§ EXERCISE DIRECTIONS:
Among the lines of data below, reproduce only those from the one with "island in the frame above." through the one with "ash cloud in the frame above.", exactly as they stand, both ends included.

(Dataset entries)
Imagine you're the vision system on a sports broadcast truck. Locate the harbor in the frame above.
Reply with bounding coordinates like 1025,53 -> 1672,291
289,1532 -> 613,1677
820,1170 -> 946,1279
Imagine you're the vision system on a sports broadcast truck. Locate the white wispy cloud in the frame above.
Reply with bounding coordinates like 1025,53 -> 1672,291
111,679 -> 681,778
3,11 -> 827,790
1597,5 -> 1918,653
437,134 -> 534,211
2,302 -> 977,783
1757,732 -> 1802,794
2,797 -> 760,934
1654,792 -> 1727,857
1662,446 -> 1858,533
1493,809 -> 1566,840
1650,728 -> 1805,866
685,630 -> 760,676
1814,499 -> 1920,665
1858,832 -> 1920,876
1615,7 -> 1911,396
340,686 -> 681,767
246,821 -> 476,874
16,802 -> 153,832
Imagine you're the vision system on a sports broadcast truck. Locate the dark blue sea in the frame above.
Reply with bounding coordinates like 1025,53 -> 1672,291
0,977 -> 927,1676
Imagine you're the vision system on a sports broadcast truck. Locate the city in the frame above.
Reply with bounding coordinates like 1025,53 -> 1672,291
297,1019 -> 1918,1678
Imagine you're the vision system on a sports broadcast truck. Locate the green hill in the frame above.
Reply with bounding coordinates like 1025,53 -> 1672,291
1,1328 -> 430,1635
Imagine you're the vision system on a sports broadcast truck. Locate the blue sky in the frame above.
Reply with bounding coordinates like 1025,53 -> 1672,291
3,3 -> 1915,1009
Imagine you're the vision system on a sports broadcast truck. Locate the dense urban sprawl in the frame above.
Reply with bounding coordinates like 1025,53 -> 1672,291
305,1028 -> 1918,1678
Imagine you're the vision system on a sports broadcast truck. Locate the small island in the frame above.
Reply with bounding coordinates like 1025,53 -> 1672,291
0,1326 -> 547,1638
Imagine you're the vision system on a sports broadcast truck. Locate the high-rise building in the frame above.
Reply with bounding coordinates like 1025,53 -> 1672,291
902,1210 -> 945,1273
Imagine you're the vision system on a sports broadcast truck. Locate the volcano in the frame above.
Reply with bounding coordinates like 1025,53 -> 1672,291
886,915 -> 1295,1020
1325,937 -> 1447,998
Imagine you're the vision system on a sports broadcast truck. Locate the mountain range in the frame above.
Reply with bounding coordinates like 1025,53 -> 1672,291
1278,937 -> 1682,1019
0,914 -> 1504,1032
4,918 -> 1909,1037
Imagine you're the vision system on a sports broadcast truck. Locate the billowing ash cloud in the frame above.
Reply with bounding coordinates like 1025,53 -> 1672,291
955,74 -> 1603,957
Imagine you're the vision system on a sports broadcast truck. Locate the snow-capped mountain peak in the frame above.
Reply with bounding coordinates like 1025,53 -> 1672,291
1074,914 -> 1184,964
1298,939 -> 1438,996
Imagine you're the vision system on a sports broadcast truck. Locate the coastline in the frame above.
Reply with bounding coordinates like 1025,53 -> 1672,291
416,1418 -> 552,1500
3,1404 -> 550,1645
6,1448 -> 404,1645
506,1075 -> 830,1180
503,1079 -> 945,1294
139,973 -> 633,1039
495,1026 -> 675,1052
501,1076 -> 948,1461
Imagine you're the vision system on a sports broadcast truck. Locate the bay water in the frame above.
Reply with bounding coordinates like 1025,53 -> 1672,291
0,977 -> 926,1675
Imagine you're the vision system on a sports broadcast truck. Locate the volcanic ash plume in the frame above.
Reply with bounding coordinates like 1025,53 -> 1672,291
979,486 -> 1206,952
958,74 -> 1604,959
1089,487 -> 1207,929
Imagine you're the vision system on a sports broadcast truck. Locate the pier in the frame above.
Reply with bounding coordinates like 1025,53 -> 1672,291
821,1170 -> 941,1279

§ RESPONSE TO THE TASK:
Imagine you're the vision system on a sports broadcast truck. Locate the small island in the frame above.
Reply with bounding coordinates like 1025,53 -> 1672,291
0,1326 -> 547,1638
Imagine you're the vision system on a sports broadcast truck. Locate the high-rise building in the frame above.
Reply with bounding coordinates like 1025,53 -> 1672,291
902,1210 -> 945,1273
Imagine you're the vision system on a sports broadcast truck. Locate the volcano in the frame above.
Reply with bounding coordinates like 1025,53 -> 1672,291
886,915 -> 1295,1020
1325,937 -> 1447,998
Imagine you're the vision system on a sports broadcast truck. Locate the mountain range in the frame above.
Reply with bounding coordinates like 1025,53 -> 1672,291
1278,937 -> 1682,1019
0,914 -> 1504,1032
4,918 -> 1909,1037
Imagine you're the vision system on a sports broadcast truck. Locate the billowing ash cloud in the frame above.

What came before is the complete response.